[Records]
******************************

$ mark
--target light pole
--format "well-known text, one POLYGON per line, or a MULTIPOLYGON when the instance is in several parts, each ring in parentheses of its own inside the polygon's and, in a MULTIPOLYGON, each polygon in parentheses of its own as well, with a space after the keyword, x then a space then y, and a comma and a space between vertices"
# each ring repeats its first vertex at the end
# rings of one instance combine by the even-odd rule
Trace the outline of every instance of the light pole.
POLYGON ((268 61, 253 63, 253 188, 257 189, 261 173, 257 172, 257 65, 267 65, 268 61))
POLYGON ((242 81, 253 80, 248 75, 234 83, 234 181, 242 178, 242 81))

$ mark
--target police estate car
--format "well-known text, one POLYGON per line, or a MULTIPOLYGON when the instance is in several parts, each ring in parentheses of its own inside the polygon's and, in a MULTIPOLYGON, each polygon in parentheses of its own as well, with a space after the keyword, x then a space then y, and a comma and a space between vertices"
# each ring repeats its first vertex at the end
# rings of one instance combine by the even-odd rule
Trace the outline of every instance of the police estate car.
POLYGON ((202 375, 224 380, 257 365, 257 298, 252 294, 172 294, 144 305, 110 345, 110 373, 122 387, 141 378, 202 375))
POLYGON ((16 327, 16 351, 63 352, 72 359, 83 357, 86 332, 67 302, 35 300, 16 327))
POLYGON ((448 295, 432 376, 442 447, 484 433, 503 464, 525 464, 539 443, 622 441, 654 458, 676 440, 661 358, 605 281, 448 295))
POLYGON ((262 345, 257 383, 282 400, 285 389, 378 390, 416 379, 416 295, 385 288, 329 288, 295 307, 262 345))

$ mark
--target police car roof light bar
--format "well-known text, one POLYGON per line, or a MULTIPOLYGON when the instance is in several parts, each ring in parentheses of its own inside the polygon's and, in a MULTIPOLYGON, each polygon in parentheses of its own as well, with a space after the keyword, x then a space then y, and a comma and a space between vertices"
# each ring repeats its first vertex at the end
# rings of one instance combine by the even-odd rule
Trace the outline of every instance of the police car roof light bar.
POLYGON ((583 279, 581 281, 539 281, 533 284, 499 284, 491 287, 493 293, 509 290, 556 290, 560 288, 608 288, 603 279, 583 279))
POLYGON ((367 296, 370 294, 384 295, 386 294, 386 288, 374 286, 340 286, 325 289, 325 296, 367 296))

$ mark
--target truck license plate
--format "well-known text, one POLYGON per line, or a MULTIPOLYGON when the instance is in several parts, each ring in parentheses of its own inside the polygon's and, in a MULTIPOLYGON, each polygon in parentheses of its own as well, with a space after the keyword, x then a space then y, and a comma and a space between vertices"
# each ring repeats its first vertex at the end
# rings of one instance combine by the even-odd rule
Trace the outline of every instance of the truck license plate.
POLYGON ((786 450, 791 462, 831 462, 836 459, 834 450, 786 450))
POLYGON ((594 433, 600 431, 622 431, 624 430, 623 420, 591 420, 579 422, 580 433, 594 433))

******************************

» **WRITTEN INSTRUCTION**
Would you restate each of the entries word for word?

» **COMPLETED TASK**
$ mark
--target light pole
--format "well-known text, one POLYGON per line, or a MULTIPOLYGON when the instance is in several parts, each ring in parentheses of its own inside the polygon's and, in a MULTIPOLYGON, each polygon in parentheses of its own as well, with a space after the keyword, x then a space then y, and a comma and a space between vertices"
# each ring repeats its first vertex at the end
# rings of one instance combine by the even-odd rule
Trace the outline of every instance of the light pole.
POLYGON ((268 61, 253 63, 253 188, 257 189, 261 173, 257 172, 257 65, 267 65, 268 61))
POLYGON ((242 81, 253 80, 248 75, 234 83, 234 181, 242 178, 242 81))

$ mark
--target police estate car
--format "well-known text, one POLYGON per line, or a MULTIPOLYGON when the instance is in several parts, each ring in parentheses of its own inside the polygon's and, in a MULTIPOLYGON, each polygon in parentheses of its own as well, with a space after the keyword, x then a space then y, and a comma and a space between vertices"
# each ring repeats its first vertex at the end
# rings of one instance combine by the even-odd rule
Trace the outline of every instance of the police estate car.
POLYGON ((202 375, 224 380, 257 365, 257 298, 252 294, 172 294, 144 305, 110 345, 110 373, 122 387, 141 378, 202 375))
POLYGON ((16 327, 16 351, 63 352, 72 359, 83 357, 86 332, 67 302, 35 300, 16 327))
POLYGON ((448 295, 432 376, 442 447, 484 433, 503 464, 525 464, 539 443, 622 441, 654 458, 676 440, 661 358, 605 281, 448 295))
POLYGON ((262 345, 257 383, 282 400, 285 389, 378 390, 416 379, 416 295, 385 288, 329 288, 295 307, 262 345))

$ mark
--target police car roof light bar
--format "well-known text, one POLYGON per line, or a MULTIPOLYGON when the instance is in several parts, each ring in parentheses of its own inside the polygon's and, in a MULTIPOLYGON, each polygon in parentheses of its own as well, with a space after the keyword, x then a space then y, and a comma and a space between vertices"
# each ring repeats its first vertex at the end
# rings of one instance combine by the even-odd rule
Trace the outline of every instance of the police car roof light bar.
POLYGON ((583 279, 581 281, 539 281, 533 284, 499 284, 491 287, 493 293, 509 290, 556 290, 560 288, 608 288, 603 279, 583 279))
POLYGON ((367 296, 370 294, 384 295, 386 294, 386 288, 374 286, 340 286, 325 289, 325 296, 367 296))

$ mark
--target truck license plate
--format "well-known text, one POLYGON per line, or a MULTIPOLYGON when the instance is in several parts, each ring in parentheses of its own inside the polygon's and, in a MULTIPOLYGON, each polygon in parentheses of its own as well, with a space after the keyword, x then a space then y, and a comma and a space between vertices"
# each ring repeats its first vertex at the end
# rings of one instance combine by the even-odd rule
Trace the outline of every instance of the truck license plate.
POLYGON ((786 450, 791 462, 831 462, 836 459, 834 450, 786 450))
POLYGON ((594 433, 600 431, 622 431, 624 430, 623 420, 591 420, 579 422, 580 433, 594 433))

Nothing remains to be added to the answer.